(Excerpt from a dataset)
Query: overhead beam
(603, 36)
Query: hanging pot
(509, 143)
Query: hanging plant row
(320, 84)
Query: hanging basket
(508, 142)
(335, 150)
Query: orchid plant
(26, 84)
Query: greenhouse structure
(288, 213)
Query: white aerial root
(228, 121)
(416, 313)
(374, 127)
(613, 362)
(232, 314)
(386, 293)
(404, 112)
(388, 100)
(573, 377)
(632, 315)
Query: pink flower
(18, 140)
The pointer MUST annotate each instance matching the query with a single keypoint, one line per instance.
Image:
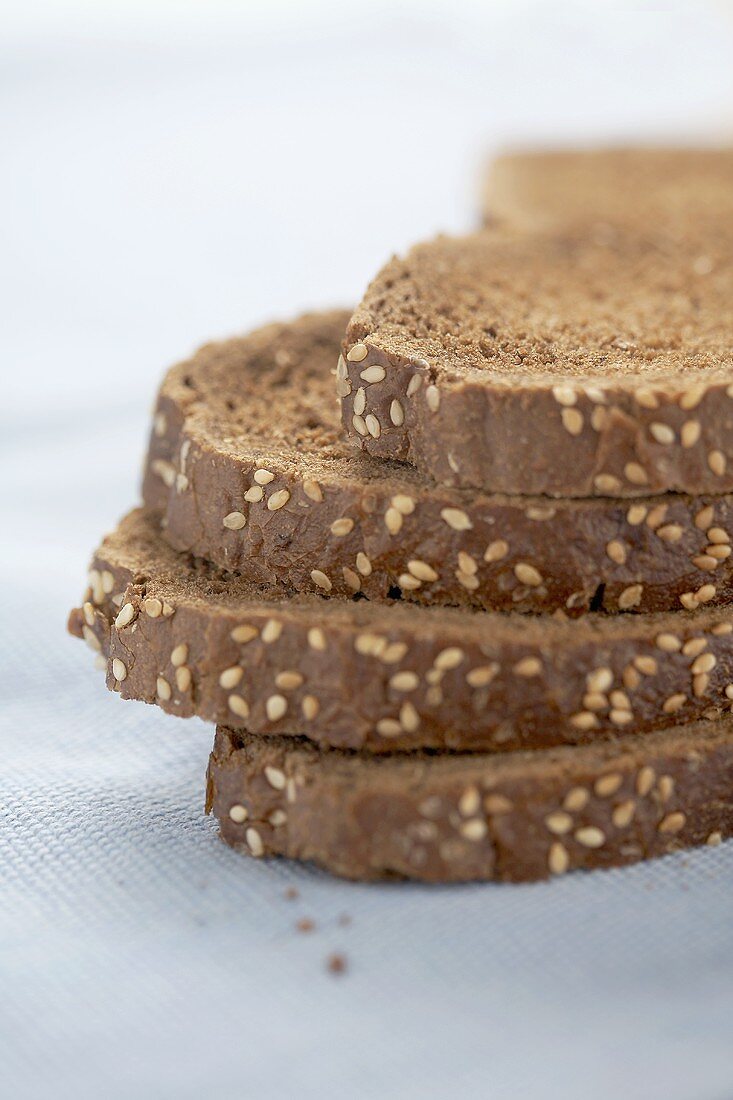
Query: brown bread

Set problem
Reproduce every line of the entries above, requests included. Multiply each point coordinate in the answers by 1.35 and round to whole numbers, with halves rounding up. Omit the picture from your reply.

Final result
Query: overhead beam
(814, 49)
Query: hanging pot
(687, 193)
Query: hanging plant row
(432, 113)
Query: hanging basket
(686, 192)
(452, 203)
Query: orchid plant
(35, 113)
Query: greenhouse structure
(389, 288)
Query: white aerial root
(308, 163)
(562, 423)
(505, 171)
(828, 489)
(313, 424)
(521, 396)
(545, 151)
(524, 135)
(774, 509)
(853, 425)
Query: pink flower
(24, 189)
The pointer MUST annotate each instance matching the query with a single keypoint, one line per instance.
Image:
Query: brown bread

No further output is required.